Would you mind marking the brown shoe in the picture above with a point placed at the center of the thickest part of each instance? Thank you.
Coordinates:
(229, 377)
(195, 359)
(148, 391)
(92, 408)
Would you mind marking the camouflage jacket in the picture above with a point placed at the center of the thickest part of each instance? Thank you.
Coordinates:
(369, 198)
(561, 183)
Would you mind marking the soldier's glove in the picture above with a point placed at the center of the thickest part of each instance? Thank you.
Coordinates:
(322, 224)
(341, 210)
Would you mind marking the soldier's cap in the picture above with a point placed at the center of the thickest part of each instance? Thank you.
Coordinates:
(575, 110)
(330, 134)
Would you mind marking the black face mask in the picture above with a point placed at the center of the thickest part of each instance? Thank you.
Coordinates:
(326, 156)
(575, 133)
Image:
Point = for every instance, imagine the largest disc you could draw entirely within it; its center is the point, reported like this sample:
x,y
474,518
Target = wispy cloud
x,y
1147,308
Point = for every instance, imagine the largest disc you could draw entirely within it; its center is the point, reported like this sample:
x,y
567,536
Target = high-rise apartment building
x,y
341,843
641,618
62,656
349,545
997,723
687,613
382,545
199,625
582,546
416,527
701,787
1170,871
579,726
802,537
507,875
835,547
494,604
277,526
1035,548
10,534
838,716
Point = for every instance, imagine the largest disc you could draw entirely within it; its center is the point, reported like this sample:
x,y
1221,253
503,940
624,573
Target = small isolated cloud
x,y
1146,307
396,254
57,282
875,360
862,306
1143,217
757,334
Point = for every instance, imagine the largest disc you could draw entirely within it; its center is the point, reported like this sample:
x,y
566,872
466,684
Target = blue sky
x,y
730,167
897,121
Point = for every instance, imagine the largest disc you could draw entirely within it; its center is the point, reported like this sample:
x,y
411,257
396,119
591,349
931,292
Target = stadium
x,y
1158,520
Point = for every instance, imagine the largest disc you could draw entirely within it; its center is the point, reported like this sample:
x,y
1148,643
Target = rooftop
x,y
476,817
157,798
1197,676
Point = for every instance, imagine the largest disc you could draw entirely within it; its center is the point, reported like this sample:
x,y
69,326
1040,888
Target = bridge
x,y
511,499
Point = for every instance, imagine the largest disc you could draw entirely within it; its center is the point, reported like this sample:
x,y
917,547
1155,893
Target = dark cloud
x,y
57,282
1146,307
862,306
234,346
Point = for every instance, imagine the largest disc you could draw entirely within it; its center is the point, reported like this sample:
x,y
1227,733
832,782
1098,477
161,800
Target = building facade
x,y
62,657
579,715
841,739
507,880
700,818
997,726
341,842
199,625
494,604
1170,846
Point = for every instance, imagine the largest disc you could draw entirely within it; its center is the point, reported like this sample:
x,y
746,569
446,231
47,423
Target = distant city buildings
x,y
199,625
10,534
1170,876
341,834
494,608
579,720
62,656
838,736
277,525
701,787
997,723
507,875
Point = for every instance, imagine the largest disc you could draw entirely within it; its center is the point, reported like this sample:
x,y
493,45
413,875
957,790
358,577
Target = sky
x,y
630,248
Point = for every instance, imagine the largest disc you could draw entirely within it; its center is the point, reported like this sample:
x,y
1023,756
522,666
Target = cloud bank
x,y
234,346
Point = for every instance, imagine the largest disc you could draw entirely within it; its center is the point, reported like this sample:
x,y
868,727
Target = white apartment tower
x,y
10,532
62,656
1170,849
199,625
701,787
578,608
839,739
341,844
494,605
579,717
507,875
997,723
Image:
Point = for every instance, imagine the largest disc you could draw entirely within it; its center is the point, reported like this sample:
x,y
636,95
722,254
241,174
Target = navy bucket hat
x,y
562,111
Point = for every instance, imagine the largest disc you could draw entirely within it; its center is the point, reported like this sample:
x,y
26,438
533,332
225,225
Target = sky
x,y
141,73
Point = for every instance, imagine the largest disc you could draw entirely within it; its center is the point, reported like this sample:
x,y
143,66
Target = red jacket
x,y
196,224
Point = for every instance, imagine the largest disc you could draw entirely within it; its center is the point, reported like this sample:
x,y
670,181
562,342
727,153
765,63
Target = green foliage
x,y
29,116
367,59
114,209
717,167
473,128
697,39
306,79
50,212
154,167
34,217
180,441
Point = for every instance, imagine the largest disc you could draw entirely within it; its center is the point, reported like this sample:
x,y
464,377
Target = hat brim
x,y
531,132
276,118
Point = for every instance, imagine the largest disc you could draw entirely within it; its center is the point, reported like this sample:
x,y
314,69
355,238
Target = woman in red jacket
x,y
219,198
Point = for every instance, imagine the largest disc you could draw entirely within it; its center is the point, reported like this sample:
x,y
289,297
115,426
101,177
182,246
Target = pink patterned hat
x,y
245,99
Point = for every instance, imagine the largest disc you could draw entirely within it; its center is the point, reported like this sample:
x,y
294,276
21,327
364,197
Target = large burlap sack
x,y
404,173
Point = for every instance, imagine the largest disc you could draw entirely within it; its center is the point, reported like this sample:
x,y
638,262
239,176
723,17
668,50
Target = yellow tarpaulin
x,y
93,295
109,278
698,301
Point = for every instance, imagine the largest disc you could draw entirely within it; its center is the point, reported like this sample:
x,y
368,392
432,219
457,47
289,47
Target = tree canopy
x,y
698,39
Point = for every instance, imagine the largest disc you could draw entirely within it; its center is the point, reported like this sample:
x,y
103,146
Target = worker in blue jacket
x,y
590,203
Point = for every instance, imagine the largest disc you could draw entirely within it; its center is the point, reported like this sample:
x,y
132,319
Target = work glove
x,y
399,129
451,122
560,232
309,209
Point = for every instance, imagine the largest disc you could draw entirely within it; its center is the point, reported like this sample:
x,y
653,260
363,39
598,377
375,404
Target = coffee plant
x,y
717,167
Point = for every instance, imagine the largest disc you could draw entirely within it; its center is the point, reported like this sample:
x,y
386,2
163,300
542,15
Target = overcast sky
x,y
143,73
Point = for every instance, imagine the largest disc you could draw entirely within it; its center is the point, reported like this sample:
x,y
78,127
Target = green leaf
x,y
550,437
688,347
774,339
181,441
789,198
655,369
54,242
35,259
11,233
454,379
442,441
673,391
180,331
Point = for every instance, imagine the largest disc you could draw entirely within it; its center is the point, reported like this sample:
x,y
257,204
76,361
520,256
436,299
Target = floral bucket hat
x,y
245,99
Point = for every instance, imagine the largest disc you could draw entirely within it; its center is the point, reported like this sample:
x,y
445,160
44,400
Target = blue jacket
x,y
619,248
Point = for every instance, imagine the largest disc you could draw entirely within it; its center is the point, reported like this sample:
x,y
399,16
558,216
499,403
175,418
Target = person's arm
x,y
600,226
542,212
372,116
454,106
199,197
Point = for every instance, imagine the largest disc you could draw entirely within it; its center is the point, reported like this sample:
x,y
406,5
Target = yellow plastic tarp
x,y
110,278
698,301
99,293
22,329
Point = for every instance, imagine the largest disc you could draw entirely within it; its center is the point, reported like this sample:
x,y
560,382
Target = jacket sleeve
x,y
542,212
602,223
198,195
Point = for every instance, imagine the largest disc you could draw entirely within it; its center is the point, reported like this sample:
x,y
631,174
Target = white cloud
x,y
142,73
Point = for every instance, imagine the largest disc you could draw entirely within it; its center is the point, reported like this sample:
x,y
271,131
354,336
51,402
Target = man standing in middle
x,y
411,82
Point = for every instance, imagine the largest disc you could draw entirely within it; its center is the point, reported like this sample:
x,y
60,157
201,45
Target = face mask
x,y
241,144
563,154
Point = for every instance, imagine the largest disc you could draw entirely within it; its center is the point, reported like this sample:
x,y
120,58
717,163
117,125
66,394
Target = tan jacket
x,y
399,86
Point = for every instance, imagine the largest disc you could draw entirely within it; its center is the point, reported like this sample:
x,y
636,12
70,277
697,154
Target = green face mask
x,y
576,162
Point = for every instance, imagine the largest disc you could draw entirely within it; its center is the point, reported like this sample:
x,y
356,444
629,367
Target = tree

# [Task directions]
Where a line of the data holds "thickest", show that line.

# [Your solution]
Would you mind marking the brown shoe in the picture above with a point placed at the center of the thickest part of each instance? Thank you.
Would you mind marking the camouflage jacket in the picture above with a point placed at the center of the thickest part of each instance? Thank you.
Would you mind marking the soldier's glove in the picture above with a point placed at the center of the thickest part of each instance? Thank you.
Would you mind marking the soldier's cap in the picture above with a point placed at the center of the thickest part of each instance? Thank you.
Would you mind marking the black face mask in the picture above with a point placed at the center of the thickest part of each instance? Thank you.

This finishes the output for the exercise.